SET EXERCISE A. In the essay on the primacy of process, how is a business process defined?

══ PAGE

The Primacy of Process l Quote-3As we start this new year I want to revisit the basic premise of my involvement in business process management and improvement — to explain it to you, to reassess it for myself, and to seek your feedback.

My working life revolves around the certainty that organizations need to be fully committed to both continuous process management and continuous process improvement.

Why is this so? In brief, it's the principle of the primacy of process. Let's unpack that and see if I can convince you of its pre-eminence — and, yes, I appreciate that, as this paper is originally published in the Business Rules Journal, that may not be easy!

Do you want a simple, but effective, practical, but well-grounded, explanation of the role of business processes in management?

After many years working on this question in organizations of many sizes and types, in different national and organizational cultures, I believe I can help you with a simple, effective, practical, and well-grounded meta-model of management.

Cross-functional Value

The idea of cross-functional value (i.e., products and services) creation, accumulation, and delivery is fundamental.  Value is produced through collaboration.

A business process is a collection of activities that transforms one or more inputs into one or more outputs.  Many resources are involved in the management and execution of a process — materials, people, systems, infrastructure, information, technology, facilities, policies, rules, regulations — and these must also be seen to be integral to the process.

Business processes are the only way any organization can deliver value to customers and other external stakeholders. By themselves, separate functional areas of an organization — think of boxes on the organization chart — cannot deliver value to external parties.

The further conclusion we must draw from this is that every organization executes its strategic intent via its business processes.

Does that start to sound primal to you?

The Direction of Effort

If so much important activity is happening across the organization, how does that relate to the way we manage organizations? There are two important perspectives, and one of them is too often neglected.

Clearly, most of the effort and activity of traditional management is 'vertical' in nature, i.e., it reflects the authorities shown in the organization chart — we manage down, and sometimes up.

 

 

This is important and necessary. The organization chart has a practical purpose. We all want to know where the authorities and delegations lie, and how decisions get made. Organizations will continue to create groups of people, of like skills or shared purpose, to get work done as well as possible.

In which direction does the work get done? Mainly across the organization.

 

 

The way in which we create, accumulate, and deliver value is essentially 'horizontal' in nature.  People and their teams collaborate to deliver products and services. Each activity, from defining a need to delivering a solution, is done by a specialist group, but all with the same intent.  Individually their work is meaningless, unless collectively they deliver a valued product or service to a customer or other stakeholder.

════
══ RECORDS FOR THIS TASK

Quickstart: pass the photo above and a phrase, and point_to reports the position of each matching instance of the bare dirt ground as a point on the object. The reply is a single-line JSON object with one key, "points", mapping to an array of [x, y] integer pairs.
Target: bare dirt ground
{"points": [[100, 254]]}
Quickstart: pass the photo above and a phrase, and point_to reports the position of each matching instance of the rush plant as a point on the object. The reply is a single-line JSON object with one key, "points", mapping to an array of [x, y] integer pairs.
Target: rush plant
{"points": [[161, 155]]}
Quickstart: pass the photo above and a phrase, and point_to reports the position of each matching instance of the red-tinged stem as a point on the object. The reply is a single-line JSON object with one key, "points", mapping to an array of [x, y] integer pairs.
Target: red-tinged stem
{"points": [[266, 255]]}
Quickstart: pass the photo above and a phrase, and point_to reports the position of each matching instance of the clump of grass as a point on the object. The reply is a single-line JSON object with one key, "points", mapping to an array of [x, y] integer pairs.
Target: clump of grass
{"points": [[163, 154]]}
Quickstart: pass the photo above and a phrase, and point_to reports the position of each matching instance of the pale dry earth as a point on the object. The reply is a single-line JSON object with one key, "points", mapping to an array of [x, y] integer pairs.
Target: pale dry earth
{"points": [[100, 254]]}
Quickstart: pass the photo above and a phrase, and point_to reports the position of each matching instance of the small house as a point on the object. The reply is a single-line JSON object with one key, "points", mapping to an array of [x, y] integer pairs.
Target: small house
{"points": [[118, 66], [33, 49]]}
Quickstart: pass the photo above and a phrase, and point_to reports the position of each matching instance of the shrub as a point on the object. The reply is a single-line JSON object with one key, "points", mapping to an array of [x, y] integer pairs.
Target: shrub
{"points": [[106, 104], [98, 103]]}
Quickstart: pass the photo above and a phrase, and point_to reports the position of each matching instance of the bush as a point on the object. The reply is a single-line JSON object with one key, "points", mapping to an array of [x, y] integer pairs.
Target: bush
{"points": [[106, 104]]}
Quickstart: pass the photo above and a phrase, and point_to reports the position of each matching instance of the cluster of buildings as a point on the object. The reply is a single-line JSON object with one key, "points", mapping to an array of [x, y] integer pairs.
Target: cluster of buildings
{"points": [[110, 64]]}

════

SET EXERCISE B. Rewrite the listing from the line containing "of the shrub" down through the end of the listing, replacing "point_to" with "find_points" and leaving everything else unchanged.

CORRECT RESPONSE A. A business process is a collection of activities that transforms one or more inputs into one or more outputs.

CORRECT RESPONSE B.
Quickstart: pass the photo above and a phrase, and find_points reports the position of each matching instance of the shrub as a point on the object. The reply is a single-line JSON object with one key, "points", mapping to an array of [x, y] integer pairs.
Target: shrub
{"points": [[106, 104], [98, 103]]}
Quickstart: pass the photo above and a phrase, and find_points reports the position of each matching instance of the bush as a point on the object. The reply is a single-line JSON object with one key, "points", mapping to an array of [x, y] integer pairs.
Target: bush
{"points": [[106, 104]]}
Quickstart: pass the photo above and a phrase, and find_points reports the position of each matching instance of the cluster of buildings as a point on the object. The reply is a single-line JSON object with one key, "points", mapping to an array of [x, y] integer pairs.
Target: cluster of buildings
{"points": [[110, 64]]}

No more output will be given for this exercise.